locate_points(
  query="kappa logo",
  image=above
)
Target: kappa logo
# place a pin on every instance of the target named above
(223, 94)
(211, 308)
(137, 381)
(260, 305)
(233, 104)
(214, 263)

**작업 지침**.
위 항목 전체를 다시 쓰세요. 단, "kappa logo" 부분은 모두 "kappa emblem" 표현으로 바꾸고 나머지는 그대로 두세요.

**출력 결과**.
locate_points(
  query="kappa emblem",
  image=above
)
Target: kappa emblem
# place a pin on every instance of the target named above
(223, 94)
(211, 308)
(137, 381)
(260, 305)
(233, 104)
(214, 263)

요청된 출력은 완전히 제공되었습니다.